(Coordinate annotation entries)
● ● ● ●

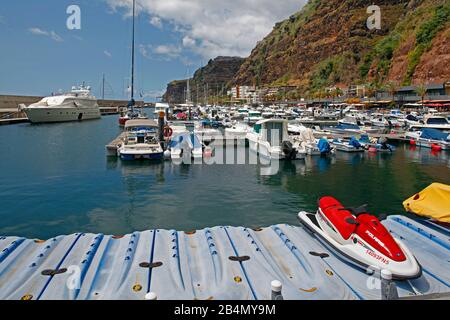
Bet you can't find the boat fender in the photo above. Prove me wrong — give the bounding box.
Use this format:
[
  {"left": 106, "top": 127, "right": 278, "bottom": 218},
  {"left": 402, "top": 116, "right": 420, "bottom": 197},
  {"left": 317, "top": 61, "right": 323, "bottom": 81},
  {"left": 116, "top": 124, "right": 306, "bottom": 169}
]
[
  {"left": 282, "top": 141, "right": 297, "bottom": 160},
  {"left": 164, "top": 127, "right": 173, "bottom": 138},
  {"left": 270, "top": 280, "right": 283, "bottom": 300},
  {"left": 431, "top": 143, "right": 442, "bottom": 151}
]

● ● ● ●

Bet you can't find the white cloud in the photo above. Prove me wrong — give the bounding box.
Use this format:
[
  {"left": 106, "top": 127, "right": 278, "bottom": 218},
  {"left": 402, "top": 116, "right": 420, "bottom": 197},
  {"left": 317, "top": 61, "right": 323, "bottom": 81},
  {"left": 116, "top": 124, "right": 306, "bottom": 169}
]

● ● ● ●

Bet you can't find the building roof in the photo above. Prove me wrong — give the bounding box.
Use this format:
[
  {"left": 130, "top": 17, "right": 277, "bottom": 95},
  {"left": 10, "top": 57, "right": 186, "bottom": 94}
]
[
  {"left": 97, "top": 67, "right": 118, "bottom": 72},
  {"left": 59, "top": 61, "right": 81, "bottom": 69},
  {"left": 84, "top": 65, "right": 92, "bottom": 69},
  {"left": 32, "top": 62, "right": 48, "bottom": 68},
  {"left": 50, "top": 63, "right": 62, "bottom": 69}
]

● ● ● ●

Show each line from the items above that contains the word "find", copied in full.

Bet you can't find the boat fender in the photo above. Prove me wrong — give the bounding box.
Bet you can't find the white cloud in the photo above. Prove me wrong — give the bounding box.
Bet you can't find the building roof in the photo above. Prove me wrong — give the bounding box.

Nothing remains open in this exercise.